#### Work to complete
• A. In the patient-shift abstract, for how many treatment plans were EPID images with simulated shifts generated?
• B. List every shift magnitude that the patient-shift abstract gives for the simulated shifts.
• C. Reproduce the patient-shift abstract word for word from "Methods: Using a" to "with simulated shifts.".

#### Excerpt
***

1078 - Detecting and Classifying On-Treatment Patient Shifts, with In-Vivo EPID Images and Deep Learning

L. Moore, and C. Bojechko; University of California San Diego, Department of Radiation Medicine and Applied Sciences, La Jolla, CA

Purpose/Objective(s): EPID images collected in-vivo can detect treatment errors missed by other QA checks. To detect errors a gamma comparison is performed to assess deviations from the treatment intent. However, the clinical impact of gamma failure is often ambiguous and lacks directional information. We propose a model that can detect and classify errors using deep learning. We aim to detect patient shifts on the order of PTV margins (>3mm), which can result in a geometric miss of the tumor. Estimation of the shift direction can provide geometric information about what regions of the target moved out of the beam. In this work, we demonstrate a model which can detect and classify patient shifts that occur on-treatment, after setup imaging, using a measured in-vivo EPID image and predicted image as input. Materials/

Methods: Using a previously developed deep learning model, EPID images with simulated shifts were generated for 938 treatment plans by shifting the input CBCT perpendicular to the beam direction in one of eight possible directions (up, down, left, right and each diagonal) with three possible magnitudes (0.8, 3.2, and 6.4mm). The combinatorial pairing of shifted CBCTs and predicted EPID images for each patient resulted in a training dataset with nearly one million unique model inputs. These synthetic images were then used to train a convolutional neural network, which regressed the two Cartesian coordinates of the patient shift. The trained model was then validated on approximately 260,000 held-out test set inputs with simulated shifts.

***

#### Data provided

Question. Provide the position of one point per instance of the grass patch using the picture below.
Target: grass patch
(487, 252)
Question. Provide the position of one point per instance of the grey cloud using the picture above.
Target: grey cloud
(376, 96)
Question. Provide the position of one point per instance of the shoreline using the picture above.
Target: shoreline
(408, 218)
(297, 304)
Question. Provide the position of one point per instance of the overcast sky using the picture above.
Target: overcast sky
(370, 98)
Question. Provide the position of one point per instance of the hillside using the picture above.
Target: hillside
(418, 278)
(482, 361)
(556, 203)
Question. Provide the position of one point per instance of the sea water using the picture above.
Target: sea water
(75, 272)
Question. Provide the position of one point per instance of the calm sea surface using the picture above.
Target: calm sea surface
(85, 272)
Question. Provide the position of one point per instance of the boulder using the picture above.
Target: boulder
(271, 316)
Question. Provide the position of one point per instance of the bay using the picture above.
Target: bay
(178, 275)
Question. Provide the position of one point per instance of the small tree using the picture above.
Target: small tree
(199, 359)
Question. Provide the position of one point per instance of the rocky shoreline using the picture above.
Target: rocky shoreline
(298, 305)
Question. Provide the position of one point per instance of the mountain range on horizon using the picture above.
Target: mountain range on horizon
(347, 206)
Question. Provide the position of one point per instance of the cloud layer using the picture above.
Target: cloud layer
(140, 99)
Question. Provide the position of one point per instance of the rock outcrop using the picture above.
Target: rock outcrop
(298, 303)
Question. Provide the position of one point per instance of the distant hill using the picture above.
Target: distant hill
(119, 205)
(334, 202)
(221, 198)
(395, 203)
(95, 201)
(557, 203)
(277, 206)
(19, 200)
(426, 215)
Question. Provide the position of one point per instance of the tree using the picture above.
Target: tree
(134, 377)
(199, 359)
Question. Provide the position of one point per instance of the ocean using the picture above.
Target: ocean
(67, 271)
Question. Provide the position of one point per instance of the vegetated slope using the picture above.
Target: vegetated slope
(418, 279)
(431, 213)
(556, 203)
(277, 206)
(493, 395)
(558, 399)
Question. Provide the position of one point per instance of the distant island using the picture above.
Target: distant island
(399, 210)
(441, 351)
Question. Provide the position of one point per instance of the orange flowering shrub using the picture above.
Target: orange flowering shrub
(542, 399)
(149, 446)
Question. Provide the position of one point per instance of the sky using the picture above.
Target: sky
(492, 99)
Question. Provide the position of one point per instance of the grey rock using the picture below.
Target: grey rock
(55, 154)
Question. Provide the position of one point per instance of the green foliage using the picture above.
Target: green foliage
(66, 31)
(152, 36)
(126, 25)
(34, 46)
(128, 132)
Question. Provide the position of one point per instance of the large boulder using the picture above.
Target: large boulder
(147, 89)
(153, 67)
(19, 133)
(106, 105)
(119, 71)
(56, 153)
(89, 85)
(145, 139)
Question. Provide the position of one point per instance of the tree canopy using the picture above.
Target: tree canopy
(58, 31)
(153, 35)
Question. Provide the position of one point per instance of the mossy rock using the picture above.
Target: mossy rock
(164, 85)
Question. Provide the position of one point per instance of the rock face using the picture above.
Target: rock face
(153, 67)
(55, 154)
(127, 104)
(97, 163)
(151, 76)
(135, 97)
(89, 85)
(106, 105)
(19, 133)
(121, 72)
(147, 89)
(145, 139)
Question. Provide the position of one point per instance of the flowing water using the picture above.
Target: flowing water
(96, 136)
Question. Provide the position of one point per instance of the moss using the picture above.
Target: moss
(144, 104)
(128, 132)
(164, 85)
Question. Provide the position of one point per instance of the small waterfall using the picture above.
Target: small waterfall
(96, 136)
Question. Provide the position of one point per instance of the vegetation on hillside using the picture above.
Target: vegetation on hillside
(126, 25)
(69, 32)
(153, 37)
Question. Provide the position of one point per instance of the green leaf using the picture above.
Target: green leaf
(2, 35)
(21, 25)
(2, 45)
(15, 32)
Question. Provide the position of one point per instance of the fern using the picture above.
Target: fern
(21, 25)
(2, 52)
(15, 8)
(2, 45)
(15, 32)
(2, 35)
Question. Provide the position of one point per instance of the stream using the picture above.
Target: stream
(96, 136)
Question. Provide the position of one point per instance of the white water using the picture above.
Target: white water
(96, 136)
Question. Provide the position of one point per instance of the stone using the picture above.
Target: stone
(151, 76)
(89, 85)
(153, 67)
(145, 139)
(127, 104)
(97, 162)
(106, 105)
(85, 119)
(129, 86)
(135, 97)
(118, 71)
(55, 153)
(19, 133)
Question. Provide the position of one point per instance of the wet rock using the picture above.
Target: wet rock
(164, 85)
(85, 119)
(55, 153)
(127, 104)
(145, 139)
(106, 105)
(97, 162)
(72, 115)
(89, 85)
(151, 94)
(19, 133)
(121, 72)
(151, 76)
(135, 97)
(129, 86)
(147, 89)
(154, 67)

***

#### Answers for this exercise
• A. 938

• B. 0.8 mm, 3.2 mm, 6.4 mm

• C.
Methods: Using a previously developed deep learning model, EPID images with simulated shifts were generated for 938 treatment plans by shifting the input CBCT perpendicular to the beam direction in one of eight possible directions (up, down, left, right and each diagonal) with three possible magnitudes (0.8, 3.2, and 6.4mm). The combinatorial pairing of shifted CBCTs and predicted EPID images for each patient resulted in a training dataset with nearly one million unique model inputs. These synthetic images were then used to train a convolutional neural network, which regressed the two Cartesian coordinates of the patient shift. The trained model was then validated on approximately 260,000 held-out test set inputs with simulated shifts.